=== Text for analysis ===

You can run these with nextflow run and it will show you what the output channels should look like (the file names may be slightly different, but the structure and order will be the same).

Lab03 Tasks - Jupyter Notebooks (Together)

Jupyter notebooks are a convenient environment for bioinformatics analysis. They allow you to intersperse code along with text and figures in the same document. It is very common for many analyses in bioinformatics to be done entirely within a jupyter notebook.

In order for us to utilize these notebooks to their fullest potential, we usually want to make use of different software libraries. We will create a conda environment for our notebooks in a very similar fashion as we have done for every other environment in this class but with a few modifications.

Once we have created this environment, we can open a jupyter notebook in either the same VSCode session or a dedicated JupyterLab session (OnDemand Interactive app). This will allow us to use any software installed in these environments in our notebook.

We will then use the results generated from our pipeline and create a quick visualization of the genome annotations that were created in the form of a circos plot.

New Features

Nextflow stub run (-stub-run)
Nextflow report (-with-report)
Resume (nextflow.config)
Labels (nextflow.config)
Jupyter Notebooks and Conda Environments

-stub-run

Now that we are largely running real processes and submitting them to the cluster, you have likely seen that they can take a fair amount of time to finish. As you have seen, for nextflow to work correctly, you will need both the workflow to link the processes together and the commands in the processes to finish successfully. Since these processes can take a long time to potentially run, it can be difficult to figure out if we have constructed the workflow correctly.

=== Data excerpts ===
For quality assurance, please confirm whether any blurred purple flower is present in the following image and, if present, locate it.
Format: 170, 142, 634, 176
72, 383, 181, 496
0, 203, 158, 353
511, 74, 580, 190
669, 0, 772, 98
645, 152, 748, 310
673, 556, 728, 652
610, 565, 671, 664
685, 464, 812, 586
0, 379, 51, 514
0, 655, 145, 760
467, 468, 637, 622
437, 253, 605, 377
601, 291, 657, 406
...
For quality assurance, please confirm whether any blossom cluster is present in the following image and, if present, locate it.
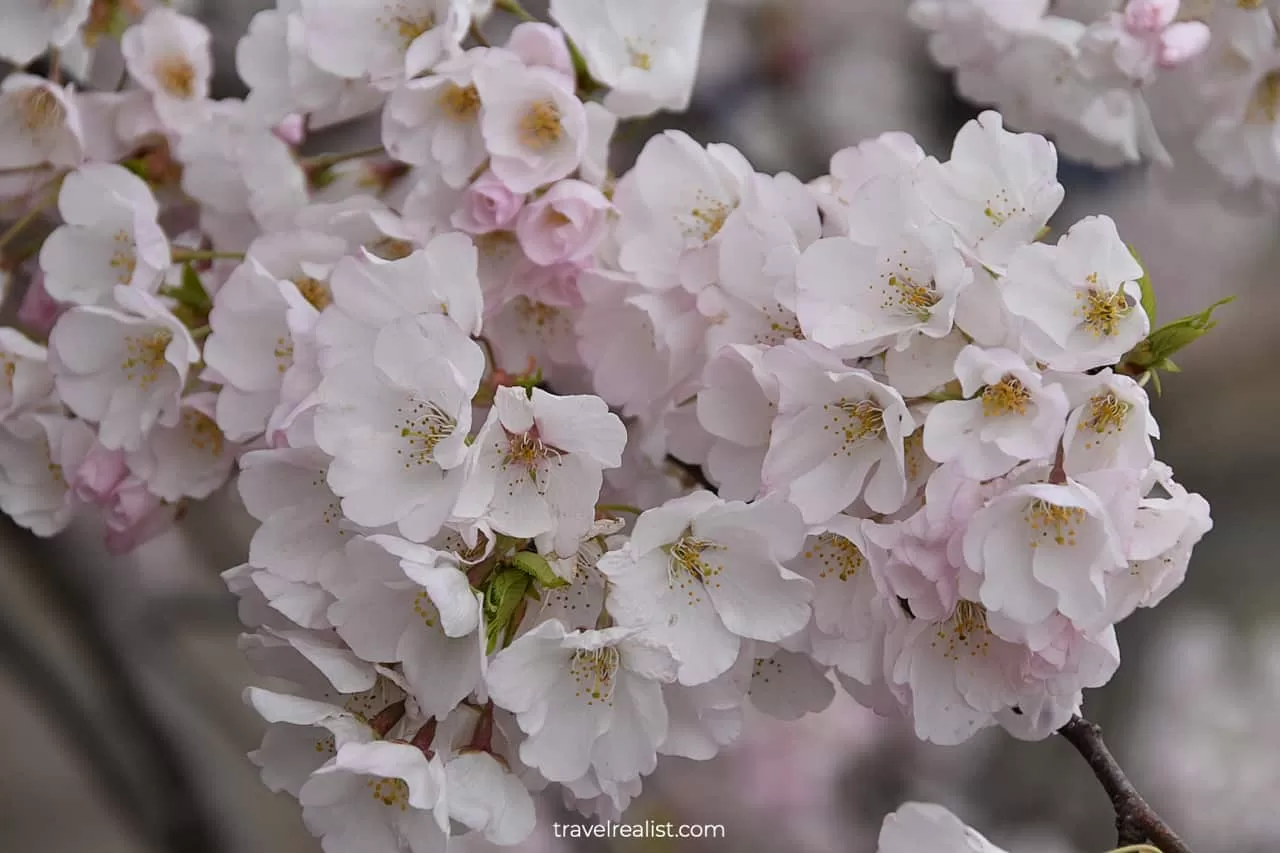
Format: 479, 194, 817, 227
...
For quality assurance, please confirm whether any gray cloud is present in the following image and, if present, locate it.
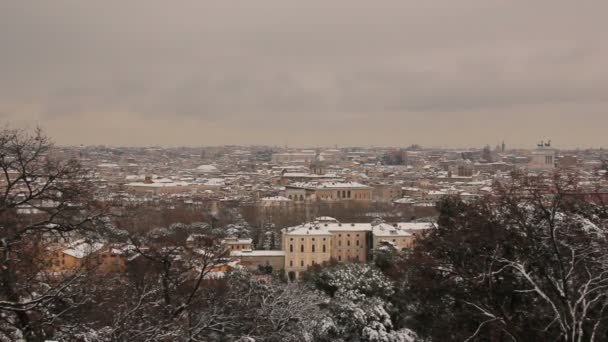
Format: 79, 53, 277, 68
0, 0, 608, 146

=== Required work ===
A – Answer from the Lab03 text:
(i) Once the environment is created, in which two places can a jupyter notebook be opened?
(ii) What kind of plot will show the genome annotations?
(iii) Which option is listed for a Nextflow report?
B – Say whether each statement agrees with the Lab03 text, quoting the words that decide it.
(i) The conda environment for the notebooks is created the same way as every other environment in the class, with no changes.
(ii) Running with nextflow run always shows output file names identical to the expected ones.
(iii) Resume is listed as a feature tied to nextflow.config.
The records are separate material and have no connection to the Lab03 text.

=== Results ===
A –
(i) In the same VSCode session or in a dedicated JupyterLab session (OnDemand Interactive app).
(ii) A circos plot.
(iii) -with-report

B –
(i) No: "in a very similar fashion as we have done for every other environment in this class but with a few modifications"
(ii) No: "the file names may be slightly different, but the structure and order will be the same"
(iii) Yes: "Resume (nextflow.config)"